* _What you should do_
Copy the entries below word for word, from the first line through the line containing "[323,82,1048,760]", inclusive.

* _Extracted material_
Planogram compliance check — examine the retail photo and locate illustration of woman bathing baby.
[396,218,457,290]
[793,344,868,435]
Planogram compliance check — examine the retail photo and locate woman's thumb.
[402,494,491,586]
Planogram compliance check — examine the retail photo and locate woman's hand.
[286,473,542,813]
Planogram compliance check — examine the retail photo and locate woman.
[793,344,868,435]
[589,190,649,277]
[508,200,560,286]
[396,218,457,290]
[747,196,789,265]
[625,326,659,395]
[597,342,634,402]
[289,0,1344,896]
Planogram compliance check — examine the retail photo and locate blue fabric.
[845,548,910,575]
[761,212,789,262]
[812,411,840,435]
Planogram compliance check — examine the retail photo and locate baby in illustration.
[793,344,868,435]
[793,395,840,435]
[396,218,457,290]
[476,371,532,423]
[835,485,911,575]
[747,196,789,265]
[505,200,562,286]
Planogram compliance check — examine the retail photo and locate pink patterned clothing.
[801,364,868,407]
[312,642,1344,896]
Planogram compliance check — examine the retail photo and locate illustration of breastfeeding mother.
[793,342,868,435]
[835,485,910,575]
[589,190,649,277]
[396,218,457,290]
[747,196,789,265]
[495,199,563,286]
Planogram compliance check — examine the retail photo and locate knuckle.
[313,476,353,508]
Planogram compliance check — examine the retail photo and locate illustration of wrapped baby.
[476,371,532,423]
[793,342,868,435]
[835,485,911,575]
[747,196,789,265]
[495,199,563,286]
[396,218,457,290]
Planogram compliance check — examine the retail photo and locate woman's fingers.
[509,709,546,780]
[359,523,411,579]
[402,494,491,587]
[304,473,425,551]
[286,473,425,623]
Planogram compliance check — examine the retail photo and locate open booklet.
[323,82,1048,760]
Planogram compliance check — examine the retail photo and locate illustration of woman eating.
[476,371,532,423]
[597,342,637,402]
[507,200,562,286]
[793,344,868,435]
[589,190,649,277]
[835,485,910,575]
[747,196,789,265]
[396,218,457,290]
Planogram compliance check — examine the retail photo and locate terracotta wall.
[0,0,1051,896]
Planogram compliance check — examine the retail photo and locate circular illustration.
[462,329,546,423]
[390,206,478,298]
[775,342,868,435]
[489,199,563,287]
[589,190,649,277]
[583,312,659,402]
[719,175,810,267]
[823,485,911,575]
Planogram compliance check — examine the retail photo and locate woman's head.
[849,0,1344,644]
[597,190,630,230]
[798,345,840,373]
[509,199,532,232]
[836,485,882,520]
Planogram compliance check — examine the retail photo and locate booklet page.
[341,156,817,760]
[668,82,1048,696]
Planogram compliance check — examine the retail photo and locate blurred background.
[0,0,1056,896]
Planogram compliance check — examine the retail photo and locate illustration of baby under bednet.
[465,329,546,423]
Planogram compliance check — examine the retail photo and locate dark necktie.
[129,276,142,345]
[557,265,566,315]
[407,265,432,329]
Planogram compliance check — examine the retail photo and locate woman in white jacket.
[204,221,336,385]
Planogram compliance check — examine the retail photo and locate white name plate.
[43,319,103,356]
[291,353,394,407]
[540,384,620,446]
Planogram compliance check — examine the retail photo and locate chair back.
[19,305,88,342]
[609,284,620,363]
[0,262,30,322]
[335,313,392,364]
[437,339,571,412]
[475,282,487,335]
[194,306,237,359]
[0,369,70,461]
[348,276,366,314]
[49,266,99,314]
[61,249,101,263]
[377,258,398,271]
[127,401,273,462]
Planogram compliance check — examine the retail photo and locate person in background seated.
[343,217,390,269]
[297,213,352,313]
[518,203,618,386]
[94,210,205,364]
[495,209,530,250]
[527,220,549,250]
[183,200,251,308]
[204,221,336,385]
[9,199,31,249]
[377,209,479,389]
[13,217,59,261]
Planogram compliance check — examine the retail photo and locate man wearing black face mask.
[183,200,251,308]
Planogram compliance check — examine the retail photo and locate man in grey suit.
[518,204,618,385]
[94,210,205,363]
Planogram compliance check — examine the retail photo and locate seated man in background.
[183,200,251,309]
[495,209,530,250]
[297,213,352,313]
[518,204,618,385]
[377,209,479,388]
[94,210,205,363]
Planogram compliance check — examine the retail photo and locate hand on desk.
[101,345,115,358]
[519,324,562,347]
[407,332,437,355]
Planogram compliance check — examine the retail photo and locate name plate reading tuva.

* _Correct output_
Planogram compliance check — examine the retail photo and locate illustration of woman bathing baby.
[396,218,457,290]
[793,344,868,435]
Planogram compliance check — examine the retail photo and locate woman's thumb.
[402,494,491,586]
Planogram compliance check — examine the retail photo and locate woman's hand.
[286,473,542,813]
Planogram compliance check — examine the retail photo and locate woman.
[793,344,868,435]
[589,190,649,277]
[508,200,560,286]
[396,218,457,290]
[747,196,789,265]
[625,326,659,395]
[597,342,634,402]
[289,0,1344,896]
Planogram compliance check — examine the retail photo and locate blue fabric.
[845,548,910,575]
[761,212,789,262]
[812,411,840,435]
Planogram compliance check — examine the retail photo and locate baby in illustration.
[793,344,868,435]
[793,395,840,435]
[396,218,457,290]
[476,371,532,423]
[835,485,911,575]
[747,196,789,265]
[505,200,562,286]
Planogram compliance check — examine the retail photo and locate pink patterned clothing.
[801,364,868,407]
[312,642,1344,896]
Planogram compliance check — examine the retail photo and locate illustration of breastfeeding mother.
[793,342,868,435]
[835,485,910,575]
[589,190,649,277]
[396,218,457,290]
[747,196,789,265]
[495,199,563,286]
Planogram compliance check — examine the retail photo and locate knuckle.
[313,476,353,508]
Planogram compliance check — examine the retail photo and locate illustration of wrapped baby.
[476,371,532,423]
[793,342,868,435]
[835,485,911,575]
[747,196,789,265]
[495,199,563,286]
[396,218,457,290]
Planogram compliance check — examine the retail photo and locate woman's fingers.
[509,709,546,780]
[359,523,411,579]
[402,494,491,587]
[304,473,425,551]
[286,473,425,623]
Planogram compliance check — examine the retail photo and locate open booklet.
[323,82,1048,760]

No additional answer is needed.